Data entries
****

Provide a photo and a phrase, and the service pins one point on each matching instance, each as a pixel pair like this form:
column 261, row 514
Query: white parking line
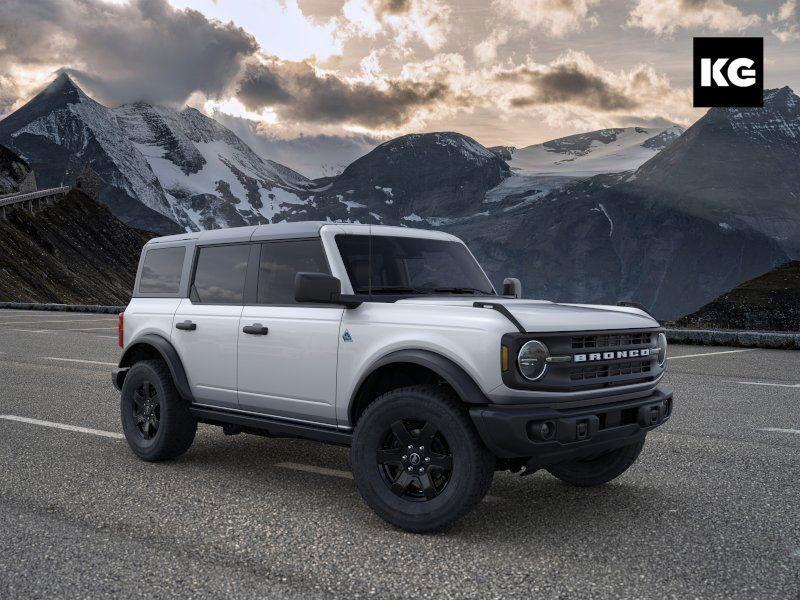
column 316, row 470
column 113, row 337
column 78, row 360
column 54, row 321
column 778, row 430
column 796, row 385
column 710, row 353
column 64, row 426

****

Work to be completed: Update all the lines above by putting "coordinate pair" in place of "pixel pair" and keeping everything else the same. Leave the pictures out of your answer.

Full output:
Provide a photo and a phrase, and the service pins one point on each matching instance, each as a coordinate pair like this form:
column 261, row 514
Query: white parking line
column 316, row 470
column 113, row 337
column 78, row 360
column 54, row 321
column 778, row 430
column 796, row 385
column 710, row 353
column 64, row 426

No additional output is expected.